▶ _PASSAGE PROVIDED_:
==================================================

This debut novel by Shirlene Obuobi explores that time in your life when you must decide what you want, how to get it, and who you are, all while navigating love, friendship, and the realization that the path you’re traveling is going to be a bumpy ride.
Shirlene Obuobi’s bighearted debut novel is a genuine delight from start to finish. Her exploration of various types of love—platonic, familial and self—is particularly gratifying...A genuine delight from start to finish, On Rotation will appeal to fans of Rainbow Rowell, Talia Hibbert and Ali Hazelwood, and resonate with any reader who enjoys multicultural, multifaceted, inclusive love stories starring unapologetically strong and complex women.
As a third-year medical student, Ghanaian American narrator Angela Appiah practically wrote the textbook on firstborn-daughter expectations...At 25, Angie still has little room for failure under the watchful eyes of her parents, who expect nothing less than perfection...Author Obuobi, a physician and cartoonist, is in her wheelhouse chronicling the hectic, and sometimes solitary, life of a medical student...The often witty footnotes, frequently describing medical jargon or Ghanaian traditions, add an amusing flair to Angie’s personality, but the novel’s true strength shines in its more serious moments...Encounters with Ricky’s father, who’s overdosing on heroin, and a 15-year-old gunshot victim powerfully depict the heartbreaking realities that are commonplace in Angie's line of work and how her passion for helping people is where her true success lies...Guaranteed to make your heart beat faster.

==================================================

▶ _WORK INSTRUCTIONS_:
1/ Set down the passage about On Rotation from "Shirlene Obuobi’s bighearted" up to and including "and complex women.".
2/ Translate this sentence from the passage about On Rotation into Spanish: "Shirlene Obuobi’s bighearted debut novel is a genuine delight from start to finish."
3/ Extend the passage about On Rotation past its final sentence.
The entries have nothing to do with the passage about On Rotation.

==================================================

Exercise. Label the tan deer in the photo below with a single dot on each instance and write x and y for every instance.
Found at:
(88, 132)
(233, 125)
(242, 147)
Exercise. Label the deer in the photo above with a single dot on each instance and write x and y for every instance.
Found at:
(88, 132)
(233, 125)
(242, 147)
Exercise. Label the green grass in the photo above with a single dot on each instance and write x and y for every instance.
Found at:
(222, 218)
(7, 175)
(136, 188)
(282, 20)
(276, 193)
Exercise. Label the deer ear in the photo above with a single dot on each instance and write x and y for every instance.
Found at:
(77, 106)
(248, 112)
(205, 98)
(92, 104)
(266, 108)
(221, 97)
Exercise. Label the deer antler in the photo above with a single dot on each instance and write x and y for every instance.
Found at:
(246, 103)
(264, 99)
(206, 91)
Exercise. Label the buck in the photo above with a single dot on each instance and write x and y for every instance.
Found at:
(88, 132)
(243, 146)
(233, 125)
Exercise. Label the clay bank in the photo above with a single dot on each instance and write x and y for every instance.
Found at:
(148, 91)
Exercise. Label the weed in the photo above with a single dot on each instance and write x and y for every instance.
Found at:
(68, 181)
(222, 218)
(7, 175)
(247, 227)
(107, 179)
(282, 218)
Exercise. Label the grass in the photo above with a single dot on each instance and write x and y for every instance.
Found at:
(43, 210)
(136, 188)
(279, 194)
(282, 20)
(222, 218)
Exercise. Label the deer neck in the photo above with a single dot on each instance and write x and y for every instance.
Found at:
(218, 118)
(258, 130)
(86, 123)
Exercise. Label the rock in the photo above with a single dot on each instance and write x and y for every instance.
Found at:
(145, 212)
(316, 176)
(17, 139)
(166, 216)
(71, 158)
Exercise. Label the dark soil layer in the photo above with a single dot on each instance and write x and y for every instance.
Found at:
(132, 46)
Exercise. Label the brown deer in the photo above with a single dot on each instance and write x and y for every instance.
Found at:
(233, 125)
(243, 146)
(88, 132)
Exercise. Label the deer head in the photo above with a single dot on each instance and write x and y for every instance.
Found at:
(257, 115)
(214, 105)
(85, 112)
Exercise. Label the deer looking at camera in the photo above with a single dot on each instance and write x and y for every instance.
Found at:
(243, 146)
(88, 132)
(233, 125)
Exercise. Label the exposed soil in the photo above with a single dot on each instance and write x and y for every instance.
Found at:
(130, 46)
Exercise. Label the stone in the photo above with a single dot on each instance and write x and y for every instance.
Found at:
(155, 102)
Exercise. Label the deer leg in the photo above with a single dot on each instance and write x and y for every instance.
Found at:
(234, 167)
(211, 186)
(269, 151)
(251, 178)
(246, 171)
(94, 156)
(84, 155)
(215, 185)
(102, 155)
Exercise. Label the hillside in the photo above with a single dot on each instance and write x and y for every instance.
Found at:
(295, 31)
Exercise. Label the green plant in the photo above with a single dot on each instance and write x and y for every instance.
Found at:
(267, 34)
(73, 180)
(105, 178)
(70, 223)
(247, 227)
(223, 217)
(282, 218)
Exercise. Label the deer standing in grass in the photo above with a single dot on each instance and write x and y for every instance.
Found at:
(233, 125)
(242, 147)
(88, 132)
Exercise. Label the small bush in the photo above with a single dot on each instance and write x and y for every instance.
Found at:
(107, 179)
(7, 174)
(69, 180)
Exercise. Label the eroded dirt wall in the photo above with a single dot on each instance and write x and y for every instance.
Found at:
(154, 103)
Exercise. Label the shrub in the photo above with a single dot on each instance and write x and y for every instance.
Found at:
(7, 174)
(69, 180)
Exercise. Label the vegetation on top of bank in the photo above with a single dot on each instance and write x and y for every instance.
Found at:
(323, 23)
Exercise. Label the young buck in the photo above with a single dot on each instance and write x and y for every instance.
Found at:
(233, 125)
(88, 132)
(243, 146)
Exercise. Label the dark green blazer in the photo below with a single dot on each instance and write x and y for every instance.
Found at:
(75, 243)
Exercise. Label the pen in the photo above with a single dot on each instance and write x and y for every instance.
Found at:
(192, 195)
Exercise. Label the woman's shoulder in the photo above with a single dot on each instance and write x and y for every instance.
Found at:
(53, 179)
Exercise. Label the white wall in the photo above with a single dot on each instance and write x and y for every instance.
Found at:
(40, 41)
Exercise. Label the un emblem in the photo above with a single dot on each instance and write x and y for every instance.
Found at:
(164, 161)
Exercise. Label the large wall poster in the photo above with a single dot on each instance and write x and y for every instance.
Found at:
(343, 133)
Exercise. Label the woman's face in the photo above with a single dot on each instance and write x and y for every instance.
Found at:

==================================================

▶ _ANSWERS TO THE EXERCISES_:
1/
Shirlene Obuobi’s bighearted debut novel is a genuine delight from start to finish. Her exploration of various types of love—platonic, familial and self—is particularly gratifying...A genuine delight from start to finish, On Rotation will appeal to fans of Rainbow Rowell, Talia Hibbert and Ali Hazelwood, and resonate with any reader who enjoys multicultural, multifaceted, inclusive love stories starring unapologetically strong and complex women.

2/ La generosa primera novela de Shirlene Obuobi es un verdadero deleite de principio a fin.

3/
This engrossing debut from ShirlyWhirl cartoonist and cardiology fellow Obuobi captures the life of a third-year Ghanaian American medical student in Chicago...Shortly after Angie Appiah’s first boyfriend, Frederick, leaves her, she meets graphic designer Ricky Gutiérrez...He’s handsome and thoughtful, and they connect over indie music and anime, but she’s not ready to let her guard down, even if he already has a girlfriend and just wants to be friends...Angie frets that a relationship might be a distraction from her goals and worries her overbearing parents wouldn’t accept Ricky for not being Ghanaian and for his lower economic status...Obuobi is particularly talented at articulating her characters’ difficult feelings (Angie’s take on Frederick’s breakup strategy: 'He’d been mean, when all he had to do was be honest'), as Angie tries to make the best decisions for her life...This effervescent story is a treat.